Dataset excerpt:
•••

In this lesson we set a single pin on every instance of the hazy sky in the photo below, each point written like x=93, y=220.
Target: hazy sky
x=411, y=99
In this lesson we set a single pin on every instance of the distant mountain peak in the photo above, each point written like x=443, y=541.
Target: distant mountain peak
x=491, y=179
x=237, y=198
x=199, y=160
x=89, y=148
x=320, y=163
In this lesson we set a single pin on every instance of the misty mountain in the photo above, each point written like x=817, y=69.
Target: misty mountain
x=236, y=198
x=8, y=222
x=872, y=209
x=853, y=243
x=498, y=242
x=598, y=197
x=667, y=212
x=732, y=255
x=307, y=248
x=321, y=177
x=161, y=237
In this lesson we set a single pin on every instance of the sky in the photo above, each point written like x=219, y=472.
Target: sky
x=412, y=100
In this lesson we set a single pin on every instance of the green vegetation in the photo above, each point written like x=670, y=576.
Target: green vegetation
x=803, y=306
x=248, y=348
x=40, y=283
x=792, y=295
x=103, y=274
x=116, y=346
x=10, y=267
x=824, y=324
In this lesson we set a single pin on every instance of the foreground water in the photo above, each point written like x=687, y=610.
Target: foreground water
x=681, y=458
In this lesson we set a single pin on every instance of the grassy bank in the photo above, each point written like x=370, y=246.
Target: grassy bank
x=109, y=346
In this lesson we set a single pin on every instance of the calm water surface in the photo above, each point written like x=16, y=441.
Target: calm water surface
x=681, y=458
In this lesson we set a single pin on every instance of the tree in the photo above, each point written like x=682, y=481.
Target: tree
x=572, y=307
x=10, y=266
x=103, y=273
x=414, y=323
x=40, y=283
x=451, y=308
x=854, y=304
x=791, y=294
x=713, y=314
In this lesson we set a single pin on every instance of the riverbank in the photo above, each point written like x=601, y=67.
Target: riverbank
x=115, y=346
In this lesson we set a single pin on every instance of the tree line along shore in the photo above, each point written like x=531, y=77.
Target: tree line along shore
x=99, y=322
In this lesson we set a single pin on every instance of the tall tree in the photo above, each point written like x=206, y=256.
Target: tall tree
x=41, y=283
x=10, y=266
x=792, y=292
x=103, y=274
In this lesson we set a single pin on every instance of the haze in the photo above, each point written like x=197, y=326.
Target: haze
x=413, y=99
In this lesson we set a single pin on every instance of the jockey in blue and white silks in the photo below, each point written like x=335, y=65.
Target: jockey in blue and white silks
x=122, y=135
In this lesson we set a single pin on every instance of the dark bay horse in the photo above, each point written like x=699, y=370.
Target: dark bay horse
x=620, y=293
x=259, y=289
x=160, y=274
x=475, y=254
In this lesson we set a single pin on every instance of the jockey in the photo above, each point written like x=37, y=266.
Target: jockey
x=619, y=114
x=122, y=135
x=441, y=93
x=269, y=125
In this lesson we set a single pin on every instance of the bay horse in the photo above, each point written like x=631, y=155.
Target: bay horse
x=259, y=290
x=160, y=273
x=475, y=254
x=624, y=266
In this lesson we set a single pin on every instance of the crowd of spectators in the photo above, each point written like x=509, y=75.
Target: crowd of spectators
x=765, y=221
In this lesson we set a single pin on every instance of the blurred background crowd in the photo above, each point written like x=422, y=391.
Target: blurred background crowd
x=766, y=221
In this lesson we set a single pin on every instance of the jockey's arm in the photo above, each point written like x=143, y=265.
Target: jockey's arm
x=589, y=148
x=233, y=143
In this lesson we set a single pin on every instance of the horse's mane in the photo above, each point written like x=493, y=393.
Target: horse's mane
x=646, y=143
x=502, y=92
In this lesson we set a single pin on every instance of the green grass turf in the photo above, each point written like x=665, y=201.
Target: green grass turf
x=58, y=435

•••

Exercise goal
Please update every one of the entries above, swapping "lesson" for "exercise" throughout and leaving everything else as it is.

Exercise result
In this exercise we set a single pin on every instance of the hazy sky in the photo below, each point written like x=93, y=220.
Target: hazy sky
x=411, y=99
In this exercise we set a single pin on every instance of the distant mountain peak in the photo above, each point written like x=443, y=541.
Target: distant mountain peak
x=491, y=179
x=237, y=198
x=199, y=160
x=89, y=148
x=320, y=163
In this exercise we set a single pin on every instance of the misty mountain in the photo above, each point written like x=817, y=69.
Target: misty mountain
x=236, y=198
x=8, y=222
x=872, y=209
x=853, y=243
x=498, y=242
x=598, y=197
x=667, y=212
x=732, y=255
x=307, y=248
x=321, y=177
x=161, y=237
In this exercise we set a single pin on every instance of the sky in the photo above, each point written like x=219, y=472.
Target: sky
x=412, y=100
In this exercise we set a single pin on every instance of the green vegetation in the photo above, each point written like x=670, y=576.
Target: green vegetation
x=803, y=306
x=248, y=348
x=40, y=283
x=792, y=295
x=103, y=274
x=116, y=346
x=10, y=267
x=824, y=324
In this exercise we set a single pin on every instance of the foreground water in the photo above, each point written like x=687, y=610.
Target: foreground water
x=681, y=458
In this exercise we set a single pin on every instance of the grassy bank in the photo above, each point written like x=370, y=246.
Target: grassy bank
x=109, y=346
In this exercise we set a single pin on every instance of the calm water surface in the photo above, each point written like x=16, y=441.
Target: calm water surface
x=681, y=458
In this exercise we set a single pin on every instance of the tree in the photo above, each point written like x=682, y=481.
Target: tree
x=572, y=307
x=10, y=266
x=103, y=273
x=414, y=323
x=40, y=283
x=451, y=308
x=854, y=304
x=791, y=294
x=713, y=314
In this exercise we set a single pin on every instance of the riverbank in the photo above, each point written like x=601, y=67.
Target: riverbank
x=115, y=346
In this exercise we set a single pin on every instance of the tree line along shore in the photo above, each point written like x=531, y=77.
Target: tree line along shore
x=99, y=322
In this exercise we set a single pin on every instance of the tall tree in the photo above, each point written like x=206, y=256.
Target: tall tree
x=41, y=283
x=10, y=266
x=792, y=292
x=103, y=274
In this exercise we set a single pin on every instance of the haze in the photo above, each point written like x=197, y=326.
Target: haze
x=413, y=99
In this exercise we set a single pin on every instance of the jockey in blue and white silks in the photo below, each point written like x=335, y=65.
Target: jockey in blue and white silks
x=122, y=135
In this exercise we set a single pin on every instance of the dark bay horse in the photo above, each point written like x=699, y=370.
Target: dark bay horse
x=620, y=293
x=259, y=289
x=160, y=274
x=475, y=254
In this exercise we set a single pin on every instance of the jockey in the photo above, each point written like x=37, y=266.
Target: jockey
x=619, y=114
x=122, y=135
x=441, y=93
x=269, y=125
In this exercise we set a single pin on every instance of the bay horse in the photo above, each point written like x=631, y=155.
Target: bay horse
x=259, y=290
x=160, y=273
x=475, y=254
x=624, y=266
In this exercise we set a single pin on every instance of the crowd of spectators in the photo above, each point written like x=509, y=75.
Target: crowd of spectators
x=765, y=221
In this exercise we set a single pin on every instance of the blurred background crowd in the photo above, each point written like x=422, y=391.
Target: blurred background crowd
x=766, y=221
In this exercise we set a single pin on every instance of the jockey's arm in the photo above, each point written like x=143, y=265.
Target: jockey's arm
x=589, y=148
x=233, y=143
In this exercise we set a single pin on every instance of the horse's mane in the photo above, each point written like x=493, y=393.
Target: horse's mane
x=646, y=143
x=502, y=92
In this exercise we set a single pin on every instance of the green grass turf in the photo above, each point written like x=665, y=201.
Target: green grass turf
x=58, y=435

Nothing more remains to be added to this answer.